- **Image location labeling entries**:
## start

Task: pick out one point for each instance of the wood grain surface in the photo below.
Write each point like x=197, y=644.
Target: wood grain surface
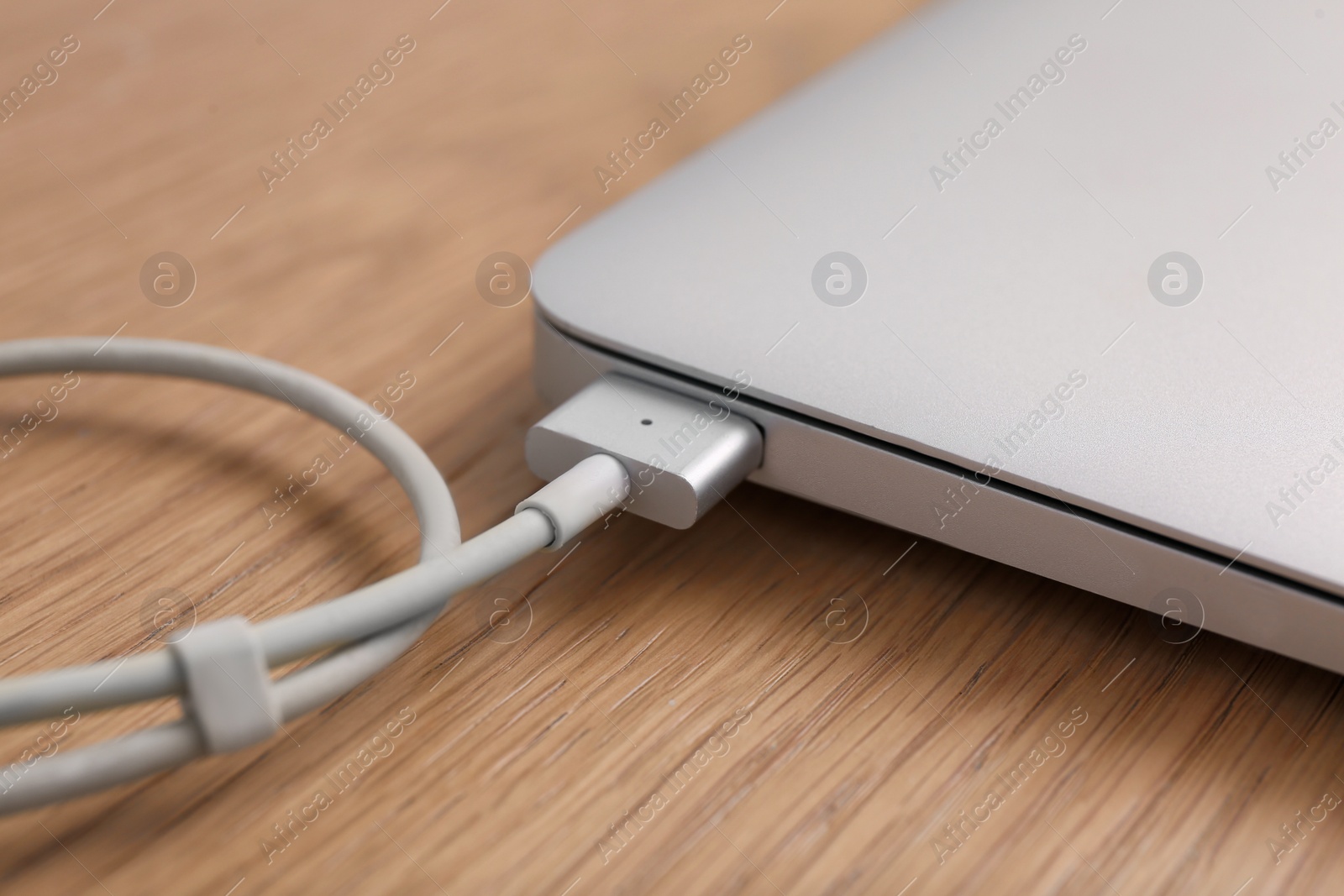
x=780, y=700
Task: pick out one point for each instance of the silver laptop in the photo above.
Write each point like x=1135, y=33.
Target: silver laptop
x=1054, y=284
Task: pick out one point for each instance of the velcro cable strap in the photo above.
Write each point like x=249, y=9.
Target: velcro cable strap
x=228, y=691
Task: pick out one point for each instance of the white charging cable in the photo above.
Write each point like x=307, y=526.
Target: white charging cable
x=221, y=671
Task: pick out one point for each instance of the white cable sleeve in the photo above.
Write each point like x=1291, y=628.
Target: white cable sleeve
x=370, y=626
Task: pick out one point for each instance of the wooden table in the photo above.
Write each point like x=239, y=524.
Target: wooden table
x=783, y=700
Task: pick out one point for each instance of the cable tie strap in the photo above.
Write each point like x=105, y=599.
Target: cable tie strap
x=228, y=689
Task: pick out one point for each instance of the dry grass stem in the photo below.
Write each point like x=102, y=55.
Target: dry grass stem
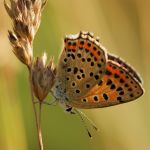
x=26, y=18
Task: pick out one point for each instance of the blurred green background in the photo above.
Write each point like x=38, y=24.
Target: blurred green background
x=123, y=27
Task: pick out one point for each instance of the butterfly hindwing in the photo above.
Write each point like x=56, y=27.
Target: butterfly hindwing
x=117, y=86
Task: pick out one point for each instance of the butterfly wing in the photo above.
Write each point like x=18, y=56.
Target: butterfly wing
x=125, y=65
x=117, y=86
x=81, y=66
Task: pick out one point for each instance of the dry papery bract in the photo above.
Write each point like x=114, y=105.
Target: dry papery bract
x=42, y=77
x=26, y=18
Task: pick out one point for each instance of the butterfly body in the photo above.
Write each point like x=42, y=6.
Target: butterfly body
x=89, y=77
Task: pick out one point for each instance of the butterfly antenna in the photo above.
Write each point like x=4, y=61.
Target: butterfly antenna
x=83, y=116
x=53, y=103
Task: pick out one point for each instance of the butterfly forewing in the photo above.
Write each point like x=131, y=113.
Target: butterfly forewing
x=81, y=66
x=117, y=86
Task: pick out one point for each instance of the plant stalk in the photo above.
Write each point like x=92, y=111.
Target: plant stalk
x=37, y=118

## end

- **Task description**:
Write out all the entries word for word, but skip any images.

- **Task answer**:
Task: pick out one point for each instance of the wood grain surface in the photo below.
Write each point like x=197, y=644.
Target: wood grain surface
x=780, y=700
Task: pick out one point for each instance of the silver laptop in the photo above.
Write each point like x=1135, y=33.
Target: silver laptop
x=1054, y=284
Task: pick out one point for each instance of the velcro cable strap in the photo above.
Write each point like x=249, y=9.
Target: velcro cable strap
x=228, y=691
Task: pick out one point for each instance of the white charging cable in the photo above.
Write each point like x=307, y=526.
Target: white charging cable
x=221, y=671
Task: pick out one point for each instance of the white cable sleeve in the photo above.
Write each point like x=1291, y=628.
Target: white cable sleeve
x=370, y=626
Task: pick out one point for each instance of the wooden table in the photo above.
Write each point like x=239, y=524.
Target: wooden table
x=783, y=700
Task: pick out one point for each instance of the cable tie strap in the photo above.
Write each point like x=105, y=599.
Target: cable tie strap
x=228, y=689
Task: pick out one point for each instance of the dry grass stem in the photo below.
Write each point like x=102, y=55.
Target: dry grass stem
x=26, y=18
Task: pick out one point for each instance of the blurred green background in the photo above.
Write each point like x=38, y=24.
Target: blurred green background
x=123, y=27
Task: pick out one point for each instance of the butterfly hindwing in the photo above.
Write each point like x=56, y=27.
Target: butterfly hindwing
x=117, y=86
Task: pick out one point for each instance of the butterfly wing in the photo above.
Write each point like x=18, y=56.
Target: butterfly wing
x=125, y=65
x=117, y=86
x=81, y=66
Task: pick out one point for each instance of the dry papery bract in the photo above.
Write each point like x=114, y=105.
Target: dry papery bract
x=42, y=77
x=26, y=18
Task: pick out one point for each instance of the butterfly body in the photo above.
Write each point like x=42, y=6.
Target: butterfly body
x=89, y=77
Task: pick out one point for each instance of the butterfly antenna in the photo above.
Write each point like x=4, y=61.
Target: butterfly antenna
x=83, y=116
x=53, y=103
Task: pick out one point for each instance of the butterfly forewing in the photo above.
Write each point like x=131, y=113.
Target: butterfly forewing
x=81, y=66
x=117, y=86
Task: pick out one point for each instance of the plant stalk in the photo above.
Write each point like x=92, y=111.
Target: plant stalk
x=37, y=118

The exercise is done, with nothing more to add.